# EXERCISE TASK:
Omit all images. Transcribe the rest of the material below exactly.
-*-*-
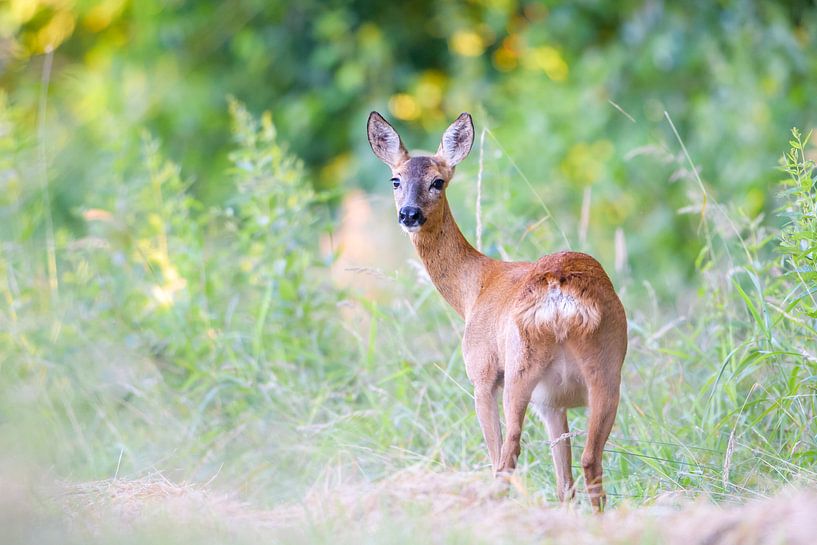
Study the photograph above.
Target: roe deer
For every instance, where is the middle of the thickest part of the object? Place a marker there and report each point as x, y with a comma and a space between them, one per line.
552, 333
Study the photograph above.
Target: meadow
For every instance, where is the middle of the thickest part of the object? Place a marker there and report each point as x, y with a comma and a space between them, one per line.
216, 351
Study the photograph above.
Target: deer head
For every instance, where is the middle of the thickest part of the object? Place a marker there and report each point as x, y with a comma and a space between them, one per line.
419, 182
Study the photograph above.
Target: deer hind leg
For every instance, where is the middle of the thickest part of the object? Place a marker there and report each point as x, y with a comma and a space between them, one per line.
601, 367
488, 415
522, 373
555, 420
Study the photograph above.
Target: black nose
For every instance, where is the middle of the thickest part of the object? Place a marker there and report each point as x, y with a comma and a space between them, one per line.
411, 216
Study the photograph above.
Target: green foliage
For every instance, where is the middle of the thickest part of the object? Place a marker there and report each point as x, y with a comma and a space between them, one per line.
798, 239
573, 90
185, 319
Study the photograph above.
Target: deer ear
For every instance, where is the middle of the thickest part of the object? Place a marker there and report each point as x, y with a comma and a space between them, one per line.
457, 140
385, 141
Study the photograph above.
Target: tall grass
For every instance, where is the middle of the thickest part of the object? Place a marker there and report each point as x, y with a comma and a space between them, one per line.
209, 343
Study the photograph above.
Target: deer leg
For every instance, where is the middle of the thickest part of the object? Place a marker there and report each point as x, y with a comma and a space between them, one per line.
556, 421
603, 406
488, 416
515, 396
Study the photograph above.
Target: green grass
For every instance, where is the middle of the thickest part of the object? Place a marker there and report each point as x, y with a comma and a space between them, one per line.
210, 344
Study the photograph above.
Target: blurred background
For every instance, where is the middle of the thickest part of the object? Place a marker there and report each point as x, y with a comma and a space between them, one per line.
202, 272
574, 95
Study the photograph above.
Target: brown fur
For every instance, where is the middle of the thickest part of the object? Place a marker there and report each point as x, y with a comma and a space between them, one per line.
552, 333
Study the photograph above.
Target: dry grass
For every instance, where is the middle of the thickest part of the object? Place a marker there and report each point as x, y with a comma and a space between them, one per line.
421, 506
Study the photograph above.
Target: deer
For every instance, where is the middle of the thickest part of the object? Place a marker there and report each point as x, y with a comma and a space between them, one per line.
551, 334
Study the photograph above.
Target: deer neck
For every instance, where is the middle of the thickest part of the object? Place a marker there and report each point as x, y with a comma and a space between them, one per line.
455, 267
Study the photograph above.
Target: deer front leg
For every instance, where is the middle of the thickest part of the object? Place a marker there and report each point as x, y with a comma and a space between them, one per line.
488, 416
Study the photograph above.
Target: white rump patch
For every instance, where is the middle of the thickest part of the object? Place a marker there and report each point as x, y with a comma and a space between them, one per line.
562, 314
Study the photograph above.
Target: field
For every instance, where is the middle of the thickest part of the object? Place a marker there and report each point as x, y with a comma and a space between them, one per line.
228, 339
-*-*-
# RESPONSE:
Study the photograph above.
Target: roe deer
For every instance, where is the middle of the thickest part of the object? Place a marker there and report each point as x, y with a comma and a space between them, one per line.
552, 333
Study the photograph above.
Target: meadow
For every instance, where is the middle of the thickest part of the object? Place a marker there and report each point as x, y with a comma and a space between them, one per line.
216, 351
Study the photograph above.
Target: deer head
For every instance, where is the middle of the thickest part of the object? Place a marker there and report each point as x, y with a comma and a space between them, one per line.
419, 182
Study the photograph above.
Target: deer hind leg
For every instance, where is the middle of the thickest part of the object? Place a marker there and report each point as x, y with a comma and a space between them, one per line.
601, 367
488, 415
522, 373
555, 420
Study the photograph above.
Target: black nose
For every instance, where is the middle of the thickest part of the object? Place a marker there and report each point as x, y with a comma and a space between them, one per line.
411, 216
Study the photograph above.
Target: green foliage
For every instance, where is the middle of the thickest part of the object? Place a marker there and report each point as x, y with a comma and a space between them, one per line.
798, 239
573, 90
185, 319
Study the photograph above.
Target: deer ear
For every instance, where is the middle of the thickest part of the object? Place a marker there and report each point as x, y with a comma and a space between them, one per line.
457, 140
385, 141
Study the photograph above.
Target: tall grass
For every instance, where is the middle of the thickest part of the object? Place a marker there and report each point as x, y with a comma and a space between them, one per line.
209, 343
Study the photograph above.
Target: deer leg
For every instance, where is the middle of the thickest part of the object? Place a marker there and report each point as x, y with a comma and a space between them, one per line.
556, 421
603, 406
488, 416
515, 396
Study the photograph above.
Target: green grass
For every instance, where is the middle of the thickest part of the object? Place a marker there and report each point as x, y with a comma and a space between them, one per line.
210, 344
Study the photograph above.
Target: blurred background
For every instance, where is the middle of the thickest part of the object? Place a marker there and report each point as x, y with a comma and a space between them, one per line.
202, 272
574, 95
Study the photograph above.
Target: brown fur
For every instance, where is the middle of the thickest part of the object? Place a marker there and report each point as x, y with a comma and a space between them, one per line.
552, 333
Study the photograph above.
Target: dry grass
For every instance, where is the middle of the thickest part of the object? Place a marker there and report each point as x, y with a comma and a space between them, one per line.
421, 506
Study the photograph above.
Target: deer
For every instance, where is the middle of the thickest part of the object? Place a marker there and report each point as x, y with a comma and a space between them, one per line.
551, 334
Study the photograph above.
Target: deer neck
For every instance, where is the middle of the thickest part of the object? Place a marker there and report each point as x, y with a comma and a space between them, one per line.
455, 267
Study the photograph above.
Target: deer front leg
For every instance, where is the middle of the thickest part of the object? Place a marker there and report each point as x, y with a comma and a space between them, one per line.
488, 416
Study the photograph above.
Target: white rump patch
For every instance, where is the middle of the thickest part of the object? Place a marker there and report each point as x, y with a comma and a space between them, one per line.
562, 314
Study the photograph above.
Target: field
For every instance, where is the middle of the thickest part of the object? Place a marker there and report each point as x, y with a comma and a space between them, one per line.
228, 339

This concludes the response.